## Extract to read:
▼

I have never wanted to live in a condominium, but I can see how that may change when I am older and don't want to worry about maintenance.  There is a lot to be said for a condo at that stage of life.


----------



## dlague (Sep 29, 2014)

VTKilarney said:


> I have never wanted to live in a condominium, but I can see how that may change when I am older and don't want to worry about maintenance.  There is a lot to be said for a condo at that stage of life.



I am a ways from retirement - however, my wife and I are setting the stages to have a place to stay on the cape during the summer around the National Sea Shore (nowhere near Hyannis and neighboring towns) and then having a condo in ski country for the Winter.


----------



## VTKilarney (Sep 29, 2014)

dlague said:


> I am a ways from retirement - however, my wife and I are setting the stages to have a place to stay on the cape during the summer around the National Sea Shore (nowhere near Hyannis and neighboring towns) and then having a condo in ski country for the Winter.


I know some people who moved to the Cape after retirement.  Most have regretted the decision.  They have all told me that winters are miserable and spring is depressingly long and cold (thanks to the cold ocean water) and that just when the weather becomes nice, the place gets slammed with people.  I've spent a lot of time on the Cape, and I have always felt that the crowds can be avoided or managed.  I still think it would be a great place to retire - but I am definitely concerned.


----------



## BenedictGomez (Sep 29, 2014)

▲

Entries taken from a collection
▼

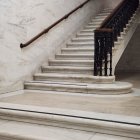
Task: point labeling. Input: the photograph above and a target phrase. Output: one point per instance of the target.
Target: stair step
(100, 16)
(103, 14)
(85, 35)
(95, 23)
(83, 39)
(91, 26)
(87, 31)
(74, 56)
(97, 20)
(85, 50)
(80, 44)
(74, 78)
(73, 63)
(116, 88)
(66, 70)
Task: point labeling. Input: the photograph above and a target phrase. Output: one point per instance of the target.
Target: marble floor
(24, 131)
(121, 105)
(132, 77)
(128, 104)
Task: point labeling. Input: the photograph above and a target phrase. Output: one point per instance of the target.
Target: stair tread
(68, 67)
(85, 48)
(87, 61)
(81, 42)
(83, 38)
(113, 86)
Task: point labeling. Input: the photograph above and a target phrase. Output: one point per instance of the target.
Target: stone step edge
(73, 122)
(96, 79)
(116, 88)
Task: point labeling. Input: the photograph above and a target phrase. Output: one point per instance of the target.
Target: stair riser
(91, 27)
(77, 52)
(68, 71)
(83, 40)
(62, 79)
(56, 88)
(101, 16)
(92, 31)
(82, 35)
(80, 46)
(71, 64)
(74, 89)
(91, 125)
(73, 58)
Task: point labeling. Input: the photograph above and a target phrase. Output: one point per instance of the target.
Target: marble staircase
(62, 102)
(72, 68)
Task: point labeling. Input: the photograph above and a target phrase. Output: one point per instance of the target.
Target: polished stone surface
(124, 105)
(19, 130)
(132, 77)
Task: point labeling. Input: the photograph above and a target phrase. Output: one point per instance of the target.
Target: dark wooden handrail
(53, 25)
(108, 32)
(112, 14)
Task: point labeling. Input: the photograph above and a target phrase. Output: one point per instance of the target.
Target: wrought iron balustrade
(107, 34)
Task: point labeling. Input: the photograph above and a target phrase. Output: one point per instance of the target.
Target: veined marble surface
(20, 20)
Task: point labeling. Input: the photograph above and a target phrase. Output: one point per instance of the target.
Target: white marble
(109, 137)
(19, 130)
(20, 20)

▲

## Set of tasks:
1. In the forum thread about retiring to the Cape, where does dlague plan to have a condo for the winter?
2. Go on with the forum thread about retiring to the Cape from the point where it stops.
The listing comes from a separate source.

## Answers for the tasks:
1. In ski country.

2.
mriceyman said:


> *Some of these mansions by us in nj have a property tax of 30 grand! Insanity*



Agreed, but those folks can likely afford it.  What's far more financially suicidal are the folks paying $10,000 to $15,000 in property taxes per year in New Jersey on what are, frankly, fairly modest homes.  These are middle-class folks, and it's a horrible impairment to them and their families financial future.  It's mindboggling to me how few people seem to understand this.   They just pay.  And dont even get me started on New Jersey's unconstitutional, _"We'll hurt you bad if you try to leave"_ tax.  All reasons while I'll either continue to rent in NJ, or possibly buy some day in eastern PA (which is now a "boom town" from fleeing Jerseyans).



dlague said:


> I also think that *the largest adult segment - baby boomers*......... *tired of the maintenance of the house and yard.  We are in the downsizing stage*


   This is just one small sliver of my bearishness on US Real Estate.


----------



## dlague (Sep 29, 2014)

VTKilarney said:


> I know some people who moved to the Cape after retirement.  Most have regretted the decision.  They have all told me that winters are miserable and spring is depressingly long and cold (thanks to the cold ocean water) and that just when the weather becomes nice, the place gets slammed with people.  I've spent a lot of time on the Cape, and I have always felt that the crowds can be avoided or managed.  I still think it would be a great place to retire - but I am definitely concerned.



Hence, summer in the the Cape and Winter in the mountains (VT or NH).  We visit the cape every summer and generally stay around Orleans, Chatham area not as crowded as Yarmouth, Dennis Port or Hyannis.  We love the outer cape beaches!  Decent surf by east coast standards.


----------



## Smellytele (Sep 29, 2014)

SkiFanE said:


> It's sickening actually.  When I see what it costs to heat my 1750sq foot house, I wonder about these 5k Sqft mcmansions near me.



40-50 years ago 1750sq foot home would have been a large home.


----------



## St. Bear (Sep 29, 2014)

BenedictGomez said:


> And dont even get me started on New Jersey's unconstitutional, _"We'll hurt you bad if you try to leave"_ tax.  All reasons while I'll either continue to rent in NJ, or possibly buy some day in eastern PA (which is now a "boom town" from fleeing Jerseyans).



Only taxed on the profit from sale.  If I can get a profit to sell my house, I'll happily pay the tax.


----------



## steamboat1 (Sep 29, 2014)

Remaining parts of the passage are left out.